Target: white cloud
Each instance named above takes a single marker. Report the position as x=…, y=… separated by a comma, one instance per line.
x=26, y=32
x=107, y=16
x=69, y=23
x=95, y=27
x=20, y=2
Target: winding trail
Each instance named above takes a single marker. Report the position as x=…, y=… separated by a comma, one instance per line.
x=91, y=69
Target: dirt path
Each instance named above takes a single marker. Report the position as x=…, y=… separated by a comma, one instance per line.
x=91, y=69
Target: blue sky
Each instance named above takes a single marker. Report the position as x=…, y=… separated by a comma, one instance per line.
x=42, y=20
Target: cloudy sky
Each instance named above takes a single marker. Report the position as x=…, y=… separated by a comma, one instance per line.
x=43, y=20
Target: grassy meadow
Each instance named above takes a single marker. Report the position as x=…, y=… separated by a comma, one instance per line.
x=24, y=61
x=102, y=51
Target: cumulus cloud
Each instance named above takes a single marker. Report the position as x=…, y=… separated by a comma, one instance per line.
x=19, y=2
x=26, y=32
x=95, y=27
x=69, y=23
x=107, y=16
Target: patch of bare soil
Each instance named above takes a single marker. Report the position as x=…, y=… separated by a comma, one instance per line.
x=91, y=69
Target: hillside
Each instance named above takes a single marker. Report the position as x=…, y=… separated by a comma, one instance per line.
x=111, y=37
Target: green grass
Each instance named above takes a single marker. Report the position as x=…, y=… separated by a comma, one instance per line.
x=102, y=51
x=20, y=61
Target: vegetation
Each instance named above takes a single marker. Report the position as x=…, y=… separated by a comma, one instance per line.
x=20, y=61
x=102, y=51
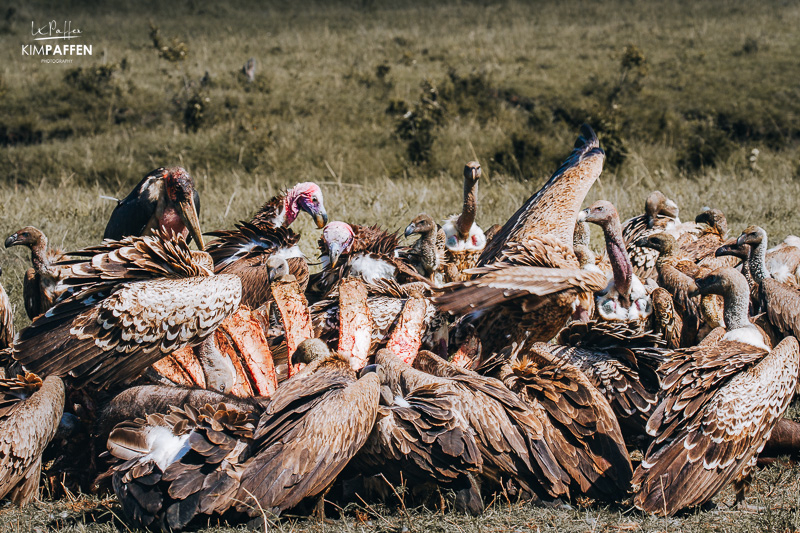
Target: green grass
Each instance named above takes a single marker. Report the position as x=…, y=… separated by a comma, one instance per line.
x=680, y=94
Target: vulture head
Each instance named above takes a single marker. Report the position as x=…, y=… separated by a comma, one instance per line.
x=27, y=236
x=179, y=187
x=307, y=197
x=663, y=307
x=753, y=236
x=472, y=171
x=714, y=218
x=602, y=212
x=421, y=225
x=658, y=204
x=338, y=237
x=310, y=350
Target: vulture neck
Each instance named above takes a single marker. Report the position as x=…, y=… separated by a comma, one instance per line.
x=618, y=256
x=667, y=254
x=428, y=248
x=218, y=369
x=39, y=254
x=736, y=300
x=470, y=209
x=289, y=209
x=758, y=261
x=746, y=272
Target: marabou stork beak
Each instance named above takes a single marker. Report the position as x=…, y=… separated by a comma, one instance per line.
x=188, y=213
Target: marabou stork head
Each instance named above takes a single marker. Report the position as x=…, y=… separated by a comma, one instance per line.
x=182, y=195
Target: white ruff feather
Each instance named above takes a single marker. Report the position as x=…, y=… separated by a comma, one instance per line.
x=166, y=448
x=288, y=253
x=475, y=242
x=371, y=269
x=608, y=302
x=399, y=400
x=748, y=335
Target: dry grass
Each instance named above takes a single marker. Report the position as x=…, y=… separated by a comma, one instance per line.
x=680, y=94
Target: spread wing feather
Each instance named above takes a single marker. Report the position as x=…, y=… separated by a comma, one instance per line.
x=304, y=441
x=540, y=216
x=30, y=411
x=511, y=282
x=718, y=442
x=584, y=433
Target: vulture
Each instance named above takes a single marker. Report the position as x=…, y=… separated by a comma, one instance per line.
x=427, y=254
x=713, y=234
x=283, y=209
x=385, y=302
x=30, y=410
x=315, y=424
x=582, y=429
x=420, y=437
x=142, y=400
x=130, y=303
x=511, y=435
x=365, y=252
x=464, y=240
x=666, y=320
x=720, y=404
x=783, y=261
x=172, y=467
x=676, y=274
x=661, y=215
x=625, y=297
x=528, y=277
x=165, y=198
x=42, y=285
x=6, y=319
x=245, y=250
x=779, y=300
x=621, y=360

....................

Return the whole listing exactly, minus its pictures.

Answer below:
Target: white cloud
Each instance named above takes a single marker. Report the position as x=…, y=… separated by a comma, one instance per line.
x=26, y=32
x=107, y=16
x=69, y=23
x=95, y=27
x=20, y=2
Target: winding trail
Each instance named above takes a single marker. Report the position as x=…, y=… separated by a comma, one instance per line.
x=91, y=69
Target: dirt path
Each instance named above takes a single marker. Report the position as x=…, y=… separated by a comma, one instance per line.
x=91, y=69
Target: blue sky
Each instance named above takes a single marker. Report the position as x=…, y=… separated by a comma, one instance per line.
x=42, y=20
Target: cloudy sky
Each instance named above takes a single marker. Report the position as x=…, y=… separated by a comma, one instance per line.
x=43, y=20
Target: grassy meadow
Each instance named above takes a single marker. Report the position as x=…, y=… separated by a comma, one instance per line.
x=24, y=61
x=102, y=51
Target: cumulus cloud
Each instance named above takes a single marker. Report the position as x=…, y=… separated by a comma, one instance per line.
x=19, y=2
x=26, y=32
x=95, y=27
x=69, y=23
x=107, y=16
Target: patch of bare soil
Each instance named above takes a single marker. Report the position as x=…, y=… separated by a comma, one instance per line.
x=91, y=69
Target: hillside
Each instance named above takes a single marker. Report the position as x=…, y=… separated by a comma, one instance per line.
x=111, y=37
Target: green grass
Each instance named above takes a single marker. Report the position as x=…, y=… separated by a comma, one instance per line.
x=102, y=51
x=20, y=61
Target: vegetation
Each instance named above takes a single marker. Report the position as x=…, y=… separated by a comma, one instance per line.
x=20, y=61
x=102, y=51
Target: green grass
Each instance named above takes a single marker. Report the position as x=…, y=… separated by a comma, one instance per line.
x=680, y=94
Target: vulture head
Each instance named above takes a single marker. Report the position as x=…, y=… separated by a comma, one instance per line.
x=27, y=236
x=179, y=187
x=307, y=197
x=663, y=307
x=753, y=236
x=472, y=171
x=714, y=218
x=602, y=212
x=421, y=225
x=658, y=204
x=338, y=237
x=310, y=350
Target: vulture neck
Each instance named above takes a single marker. Report the position as x=…, y=… separated by a comma, one instance per line.
x=618, y=256
x=667, y=254
x=428, y=248
x=218, y=369
x=39, y=254
x=736, y=300
x=470, y=209
x=289, y=209
x=758, y=261
x=746, y=272
Target: marabou stork beak
Each instance named above takes a single marker. Report the position as x=…, y=… separated by a comma, one instance per line.
x=188, y=213
Target: marabou stork head
Each instance named above takes a single marker. Report the position as x=…, y=… separated by a comma, one instance per line.
x=182, y=195
Target: white ruff feather
Each instance named above takes a single marker. Report the position as x=…, y=… separated by a comma, one instance per line.
x=166, y=448
x=288, y=253
x=475, y=242
x=371, y=269
x=608, y=302
x=399, y=400
x=748, y=335
Target: dry grass
Each instance named above takes a single marker. Report the position as x=…, y=… separated by a comma, one instance per line.
x=680, y=94
Target: spread wing feather
Each instance named above takes a single marker. Report the position as x=…, y=… separated by a comma, one instance per line.
x=304, y=441
x=540, y=216
x=30, y=411
x=511, y=282
x=718, y=442
x=584, y=433
Target: vulture
Each instance named above takes a single marker. Report the position as x=…, y=… separated by a comma, one instance per line.
x=427, y=254
x=713, y=234
x=283, y=209
x=385, y=302
x=30, y=410
x=315, y=424
x=582, y=429
x=420, y=437
x=142, y=400
x=130, y=303
x=511, y=435
x=365, y=252
x=464, y=240
x=666, y=320
x=720, y=404
x=783, y=261
x=172, y=467
x=676, y=274
x=661, y=215
x=625, y=297
x=528, y=277
x=165, y=198
x=42, y=285
x=6, y=319
x=245, y=250
x=779, y=300
x=621, y=360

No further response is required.